*** GIVEN PASSAGE ***

Blood Atonement in Mormonism

Blood Atonement in Mormonism

The practice of blood atonement is the Mormon belief that only the shedding of our own blood can atone for the sin of murder. Brigham Young taught that, “There is not a man or woman, who violates the covenants made with their God, that will not be required to pay the debt. The blood of Christ will never wipe that out, your own blood must atone for it” (Journal of Discourses, vol. 3, p. 247). Young preached this doctrine multiple times throughout his life:

“There are sins that men commit for which they cannot receive forgiveness in this world, or in that which is to come, and if they had their eyes open to see their true condition, they would be perfectly willing to have their blood spilt upon the ground, that the smoke thereof might ascend to heaven as an offering for their sins; and the smoking incense would atone for their sins, whereas, if such is not the case, they will stick to them and remain upon them in the spirit world” (Journal of Discourses, vol. 4, p. 53).

“Now take a person in this congregation who has knowledge with regard to being saved . . . and suppose that he is overtaken in a gross fault, that he has committed a sin that he knows will deprive him of that exaltation which he desires, and that he cannot attain to it without the shedding of his blood, and also knows that by having his blood shed he will atone for that sin and be saved and exalted with the Gods, is there a man or woman in this house but what would say, ‘shed my blood that I may be saved and exalted with the Gods?’” (Journal of Discourses, vol. 4, p. 219).

He said that he would even kill his own wives if he found them in bed with other men:

“Suppose you found your brother in bed with your wife, and put a javelin through both of them. You would be justified, and they would atone for their sins, and be received into the Kingdom of God. I would at once do so, in such a case; and under the circumstances, I have no wife whom I love so well that I would not put a javelin through her heart, and I would do it with clean hands” (Journal of Discourses, vol. 3, p. 247).

Mormon President Joseph Fielding Smith confirmed this belief:

“Man may commit certain grievous sins – according to his light and knowledge – that will place him beyond the reach of the atoning blood of Christ. If then he would be saved he must make sacrifice of his own life to atone – so far as the power lies – for that sin, for the blood of Christ alone under certain circumstances will not avail” (Doctrines of Salvation, vol. 1, p. 133).

*** End of GIVEN PASSAGE ***
*** GIVEN DATA ***

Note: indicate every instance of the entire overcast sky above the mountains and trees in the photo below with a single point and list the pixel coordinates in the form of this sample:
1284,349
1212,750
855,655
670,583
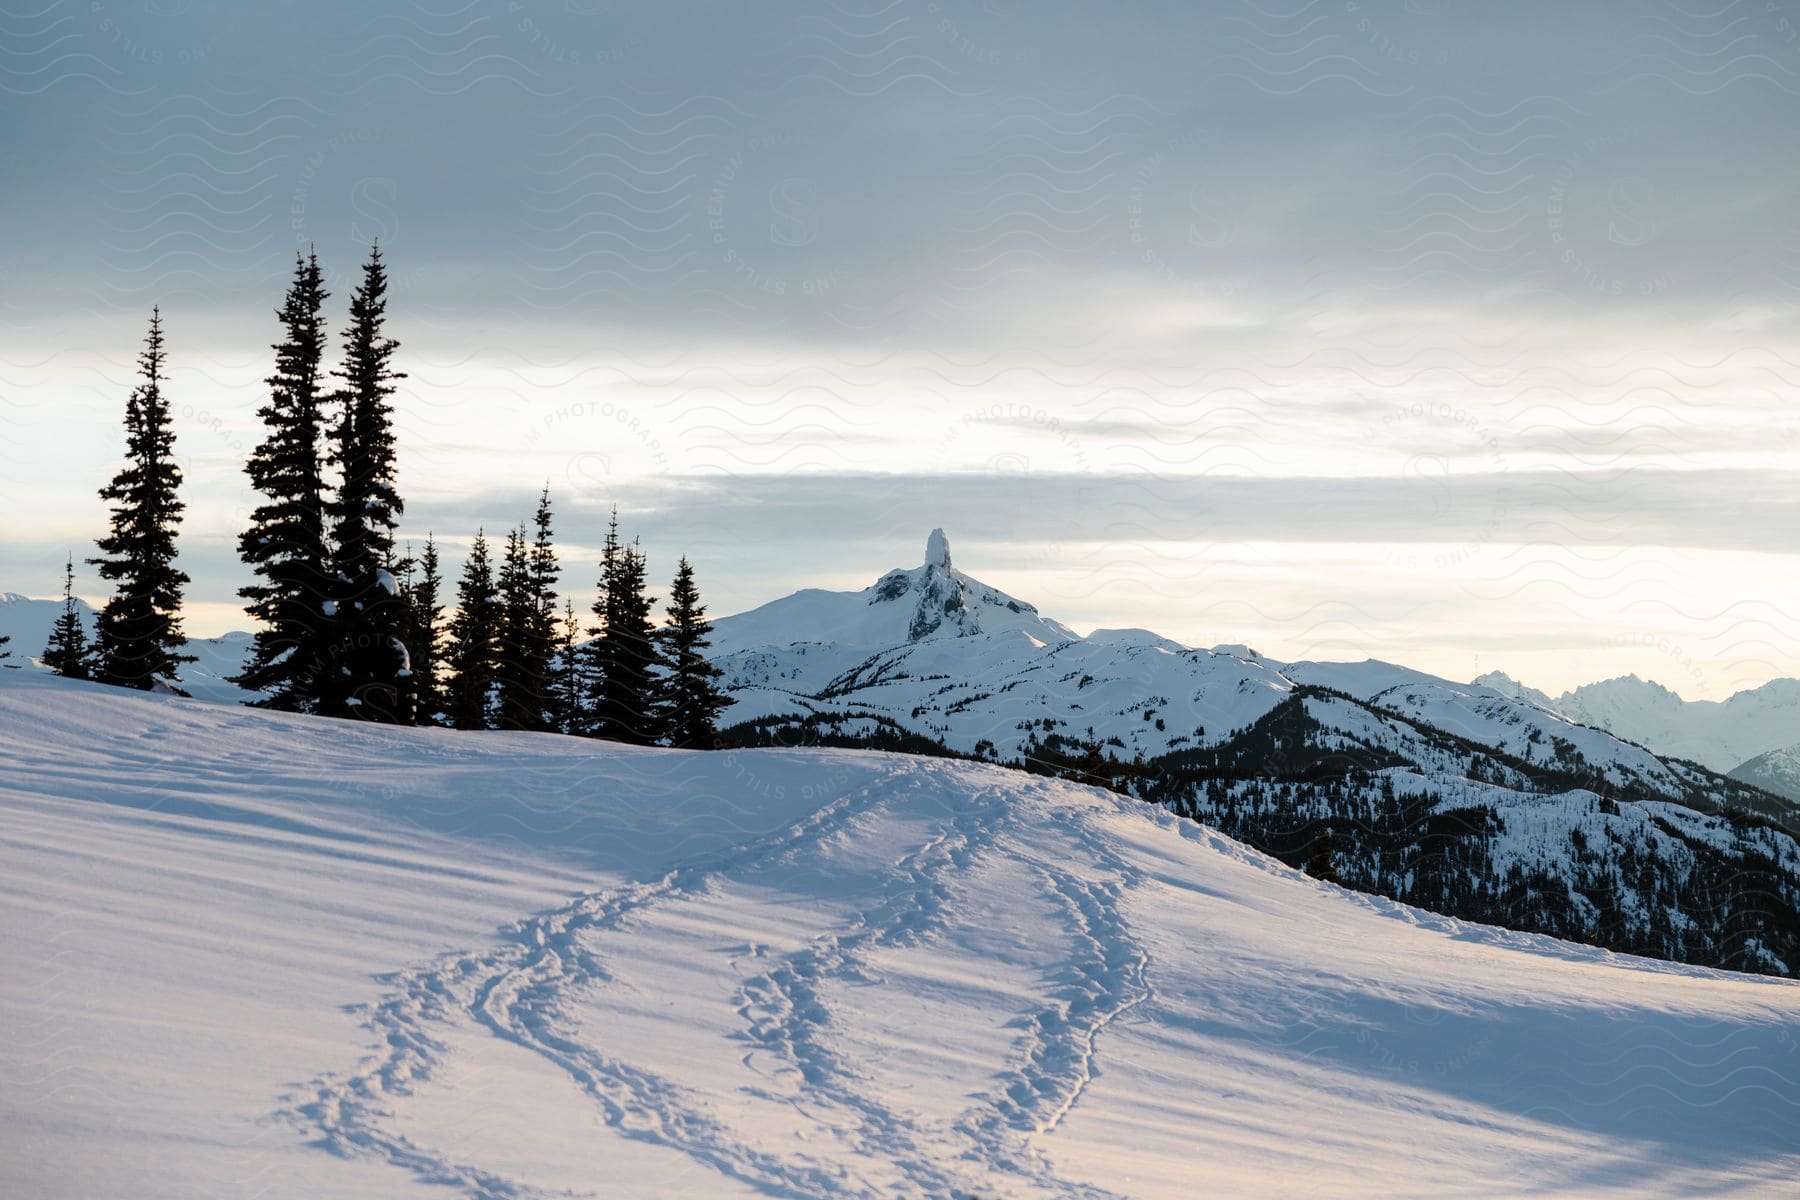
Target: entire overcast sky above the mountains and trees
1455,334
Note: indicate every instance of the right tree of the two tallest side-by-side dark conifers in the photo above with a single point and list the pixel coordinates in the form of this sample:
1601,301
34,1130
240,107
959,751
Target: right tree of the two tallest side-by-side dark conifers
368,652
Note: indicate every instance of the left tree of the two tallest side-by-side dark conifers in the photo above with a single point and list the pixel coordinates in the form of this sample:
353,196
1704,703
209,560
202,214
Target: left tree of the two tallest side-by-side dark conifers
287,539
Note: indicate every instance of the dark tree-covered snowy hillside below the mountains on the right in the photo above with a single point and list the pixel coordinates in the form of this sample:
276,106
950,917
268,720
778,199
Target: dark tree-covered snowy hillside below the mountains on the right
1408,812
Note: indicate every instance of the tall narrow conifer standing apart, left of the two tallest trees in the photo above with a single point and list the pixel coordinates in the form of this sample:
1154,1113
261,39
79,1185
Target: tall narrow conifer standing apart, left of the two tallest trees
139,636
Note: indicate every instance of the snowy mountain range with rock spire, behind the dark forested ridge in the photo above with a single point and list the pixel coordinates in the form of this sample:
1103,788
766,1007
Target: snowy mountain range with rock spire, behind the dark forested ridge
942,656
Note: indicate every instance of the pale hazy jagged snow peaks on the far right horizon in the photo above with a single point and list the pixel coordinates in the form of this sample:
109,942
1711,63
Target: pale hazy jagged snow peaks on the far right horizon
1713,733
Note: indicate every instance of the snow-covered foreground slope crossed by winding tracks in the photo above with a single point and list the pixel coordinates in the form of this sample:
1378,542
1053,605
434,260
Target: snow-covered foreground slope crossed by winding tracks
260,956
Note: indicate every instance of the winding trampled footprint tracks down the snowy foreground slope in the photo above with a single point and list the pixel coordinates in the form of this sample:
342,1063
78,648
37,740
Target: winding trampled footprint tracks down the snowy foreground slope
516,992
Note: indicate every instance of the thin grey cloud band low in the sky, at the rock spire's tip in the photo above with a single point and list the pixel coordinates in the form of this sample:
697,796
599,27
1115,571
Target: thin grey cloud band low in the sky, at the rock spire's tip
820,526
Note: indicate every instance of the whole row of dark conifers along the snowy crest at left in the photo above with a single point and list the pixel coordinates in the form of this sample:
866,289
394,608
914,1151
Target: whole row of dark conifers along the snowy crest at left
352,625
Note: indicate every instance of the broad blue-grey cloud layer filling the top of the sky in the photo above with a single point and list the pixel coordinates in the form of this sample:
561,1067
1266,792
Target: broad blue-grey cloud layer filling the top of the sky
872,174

*** End of GIVEN DATA ***

WORK TASK A >>
Say whether each statement agrees with the blood atonement passage, answering yes or no and quoting the deciding words of the passage: (i) Joseph Fielding Smith is presented as confirming the belief. (ii) Brigham Young taught that the blood of Christ will wipe out the debt of those who violate their covenants. (iii) Young preached the doctrine only once.
WORK TASK B >>
Copy the part of the blood atonement passage starting with "Mormon President Joseph" and going on through "1, p. 133).".

TASK RESPONSE A >>
(i) Yes: "Mormon President Joseph Fielding Smith confirmed this belief"
(ii) No: "The blood of Christ will never wipe that out, your own blood must atone for it"
(iii) No: "Young preached this doctrine multiple times throughout his life"

TASK RESPONSE B >>
Mormon President Joseph Fielding Smith confirmed this belief:

“Man may commit certain grievous sins – according to his light and knowledge – that will place him beyond the reach of the atoning blood of Christ. If then he would be saved he must make sacrifice of his own life to atone – so far as the power lies – for that sin, for the blood of Christ alone under certain circumstances will not avail” (Doctrines of Salvation, vol. 1, p. 133).